++++ MATERIAL PROVIDED

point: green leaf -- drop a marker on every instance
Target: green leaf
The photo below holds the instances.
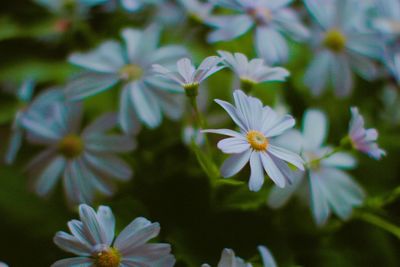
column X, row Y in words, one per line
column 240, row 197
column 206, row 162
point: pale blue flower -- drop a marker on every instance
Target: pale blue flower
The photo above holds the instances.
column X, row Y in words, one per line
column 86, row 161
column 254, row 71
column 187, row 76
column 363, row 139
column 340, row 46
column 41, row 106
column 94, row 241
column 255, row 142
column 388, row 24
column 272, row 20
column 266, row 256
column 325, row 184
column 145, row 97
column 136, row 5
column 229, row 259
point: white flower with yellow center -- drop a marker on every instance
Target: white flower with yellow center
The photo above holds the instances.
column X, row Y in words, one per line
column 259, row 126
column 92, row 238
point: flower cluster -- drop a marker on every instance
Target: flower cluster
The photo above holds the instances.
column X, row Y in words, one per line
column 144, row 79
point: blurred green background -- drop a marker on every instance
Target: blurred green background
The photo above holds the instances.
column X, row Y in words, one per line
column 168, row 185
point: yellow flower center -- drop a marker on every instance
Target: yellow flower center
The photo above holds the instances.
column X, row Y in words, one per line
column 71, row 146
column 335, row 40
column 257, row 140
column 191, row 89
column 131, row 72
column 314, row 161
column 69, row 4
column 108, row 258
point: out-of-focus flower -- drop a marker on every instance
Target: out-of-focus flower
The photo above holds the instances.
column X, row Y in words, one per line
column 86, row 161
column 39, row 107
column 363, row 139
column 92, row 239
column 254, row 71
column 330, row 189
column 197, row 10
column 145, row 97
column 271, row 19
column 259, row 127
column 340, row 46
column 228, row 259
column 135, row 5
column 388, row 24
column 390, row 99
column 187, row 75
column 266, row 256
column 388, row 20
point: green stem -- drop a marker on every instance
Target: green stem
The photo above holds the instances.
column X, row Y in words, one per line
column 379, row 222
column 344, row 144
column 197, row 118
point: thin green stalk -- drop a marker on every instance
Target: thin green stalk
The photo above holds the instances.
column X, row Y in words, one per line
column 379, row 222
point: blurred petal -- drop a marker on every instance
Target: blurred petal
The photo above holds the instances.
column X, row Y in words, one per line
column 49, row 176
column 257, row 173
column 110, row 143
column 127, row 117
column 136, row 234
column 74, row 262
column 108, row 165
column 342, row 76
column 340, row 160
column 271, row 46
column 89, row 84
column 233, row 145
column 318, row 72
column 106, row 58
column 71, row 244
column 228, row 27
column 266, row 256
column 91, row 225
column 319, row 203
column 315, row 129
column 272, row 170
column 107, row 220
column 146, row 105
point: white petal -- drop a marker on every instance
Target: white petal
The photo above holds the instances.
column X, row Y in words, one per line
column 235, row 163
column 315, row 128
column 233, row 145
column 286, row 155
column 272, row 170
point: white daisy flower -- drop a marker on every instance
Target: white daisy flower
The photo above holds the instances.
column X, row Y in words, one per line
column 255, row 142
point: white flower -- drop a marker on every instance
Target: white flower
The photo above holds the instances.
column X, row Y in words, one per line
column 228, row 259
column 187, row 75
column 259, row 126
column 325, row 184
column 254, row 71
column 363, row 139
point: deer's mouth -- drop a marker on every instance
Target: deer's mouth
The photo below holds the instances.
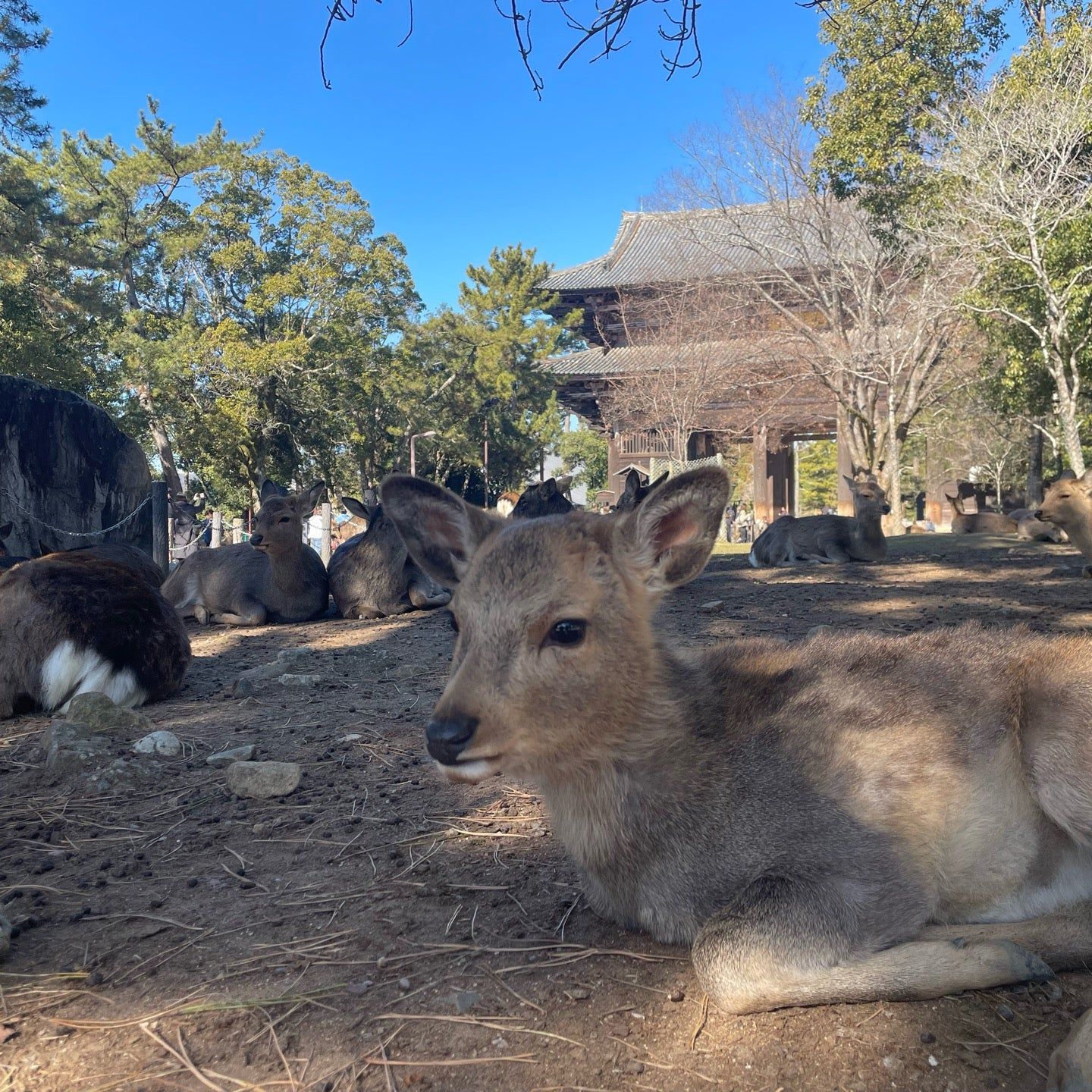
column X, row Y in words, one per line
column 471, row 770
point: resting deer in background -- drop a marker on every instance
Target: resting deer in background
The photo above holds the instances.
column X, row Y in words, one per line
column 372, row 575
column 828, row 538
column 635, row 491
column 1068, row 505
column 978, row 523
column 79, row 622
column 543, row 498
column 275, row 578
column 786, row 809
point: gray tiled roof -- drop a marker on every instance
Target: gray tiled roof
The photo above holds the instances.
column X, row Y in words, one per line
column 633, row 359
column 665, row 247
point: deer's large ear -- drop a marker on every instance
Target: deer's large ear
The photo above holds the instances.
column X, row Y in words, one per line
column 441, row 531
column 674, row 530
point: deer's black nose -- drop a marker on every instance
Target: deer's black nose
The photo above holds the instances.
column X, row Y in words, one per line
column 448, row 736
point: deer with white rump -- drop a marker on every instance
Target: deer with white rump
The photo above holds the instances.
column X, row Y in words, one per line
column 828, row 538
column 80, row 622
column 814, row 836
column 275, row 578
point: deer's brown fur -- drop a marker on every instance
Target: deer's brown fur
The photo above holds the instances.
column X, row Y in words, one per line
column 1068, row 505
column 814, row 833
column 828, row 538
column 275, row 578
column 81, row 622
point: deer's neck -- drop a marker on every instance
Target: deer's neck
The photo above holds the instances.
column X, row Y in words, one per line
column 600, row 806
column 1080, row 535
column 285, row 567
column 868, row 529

++++++++
++++ MATERIAL PROVIDED

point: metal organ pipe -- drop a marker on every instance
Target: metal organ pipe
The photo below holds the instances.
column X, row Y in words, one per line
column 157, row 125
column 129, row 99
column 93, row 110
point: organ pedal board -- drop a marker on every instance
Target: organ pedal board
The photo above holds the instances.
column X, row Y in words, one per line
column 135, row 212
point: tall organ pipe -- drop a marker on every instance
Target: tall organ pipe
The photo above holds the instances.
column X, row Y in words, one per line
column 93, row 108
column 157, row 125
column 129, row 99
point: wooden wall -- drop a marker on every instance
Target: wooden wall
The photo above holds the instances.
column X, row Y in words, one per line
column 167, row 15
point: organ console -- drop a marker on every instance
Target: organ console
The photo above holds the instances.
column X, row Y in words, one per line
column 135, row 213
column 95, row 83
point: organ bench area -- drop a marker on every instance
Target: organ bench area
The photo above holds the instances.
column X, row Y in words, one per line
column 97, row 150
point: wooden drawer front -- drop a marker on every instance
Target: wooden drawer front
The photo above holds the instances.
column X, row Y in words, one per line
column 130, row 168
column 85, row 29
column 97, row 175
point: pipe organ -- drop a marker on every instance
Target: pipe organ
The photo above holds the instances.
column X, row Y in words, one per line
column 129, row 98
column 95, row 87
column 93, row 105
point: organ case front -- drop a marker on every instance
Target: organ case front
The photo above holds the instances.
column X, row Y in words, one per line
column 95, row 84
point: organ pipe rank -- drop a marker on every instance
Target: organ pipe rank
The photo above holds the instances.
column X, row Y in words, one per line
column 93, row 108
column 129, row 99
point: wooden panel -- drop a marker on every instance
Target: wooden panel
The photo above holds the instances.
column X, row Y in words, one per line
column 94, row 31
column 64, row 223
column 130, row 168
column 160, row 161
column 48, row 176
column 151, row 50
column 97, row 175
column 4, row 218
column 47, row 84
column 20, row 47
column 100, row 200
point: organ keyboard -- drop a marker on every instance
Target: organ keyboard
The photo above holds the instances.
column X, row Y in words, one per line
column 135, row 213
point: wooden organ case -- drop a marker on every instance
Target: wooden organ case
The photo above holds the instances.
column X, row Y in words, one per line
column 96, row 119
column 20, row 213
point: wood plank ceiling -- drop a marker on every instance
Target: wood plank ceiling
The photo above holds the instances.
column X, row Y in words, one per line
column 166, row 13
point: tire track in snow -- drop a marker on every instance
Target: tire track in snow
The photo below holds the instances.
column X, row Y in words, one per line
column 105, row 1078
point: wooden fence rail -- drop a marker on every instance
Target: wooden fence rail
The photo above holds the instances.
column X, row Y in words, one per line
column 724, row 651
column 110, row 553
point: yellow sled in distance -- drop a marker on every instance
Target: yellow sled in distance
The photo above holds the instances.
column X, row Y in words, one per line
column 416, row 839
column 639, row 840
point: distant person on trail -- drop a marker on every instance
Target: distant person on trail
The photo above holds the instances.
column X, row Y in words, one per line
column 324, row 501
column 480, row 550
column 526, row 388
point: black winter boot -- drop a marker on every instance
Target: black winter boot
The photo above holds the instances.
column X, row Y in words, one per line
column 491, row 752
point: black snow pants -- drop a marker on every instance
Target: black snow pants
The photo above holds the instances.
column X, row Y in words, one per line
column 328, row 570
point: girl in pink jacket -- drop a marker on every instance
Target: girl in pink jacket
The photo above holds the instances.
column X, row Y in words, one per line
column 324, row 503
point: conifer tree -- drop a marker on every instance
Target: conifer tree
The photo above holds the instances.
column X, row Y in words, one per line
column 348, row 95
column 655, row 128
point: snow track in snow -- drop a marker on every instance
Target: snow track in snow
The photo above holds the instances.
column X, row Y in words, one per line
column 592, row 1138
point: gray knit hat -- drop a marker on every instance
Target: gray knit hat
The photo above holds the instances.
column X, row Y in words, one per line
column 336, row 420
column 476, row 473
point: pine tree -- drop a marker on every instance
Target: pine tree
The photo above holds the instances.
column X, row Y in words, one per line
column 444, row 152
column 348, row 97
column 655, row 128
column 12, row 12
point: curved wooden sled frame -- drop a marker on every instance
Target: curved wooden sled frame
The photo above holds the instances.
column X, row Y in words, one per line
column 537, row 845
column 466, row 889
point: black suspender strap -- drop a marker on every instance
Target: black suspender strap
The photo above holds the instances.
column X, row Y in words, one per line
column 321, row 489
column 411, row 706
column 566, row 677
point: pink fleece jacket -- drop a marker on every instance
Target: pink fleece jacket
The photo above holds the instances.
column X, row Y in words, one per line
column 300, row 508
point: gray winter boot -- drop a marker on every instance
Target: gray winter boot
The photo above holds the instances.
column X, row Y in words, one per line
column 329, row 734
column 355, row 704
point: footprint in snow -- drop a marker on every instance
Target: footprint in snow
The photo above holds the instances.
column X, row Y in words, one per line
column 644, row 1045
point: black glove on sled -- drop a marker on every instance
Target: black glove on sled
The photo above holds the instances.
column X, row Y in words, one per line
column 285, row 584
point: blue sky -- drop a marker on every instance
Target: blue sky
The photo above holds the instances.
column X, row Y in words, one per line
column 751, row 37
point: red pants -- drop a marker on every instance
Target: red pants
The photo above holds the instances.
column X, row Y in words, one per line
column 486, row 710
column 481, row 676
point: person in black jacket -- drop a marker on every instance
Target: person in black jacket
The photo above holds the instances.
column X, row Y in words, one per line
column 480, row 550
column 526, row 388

++++++++

▶ _WHAT THE EXERCISE ASKS_
A lone number is the expected answer: the count of lines in these entries holding the string "tree".

▶ _FINAL ANSWER_
4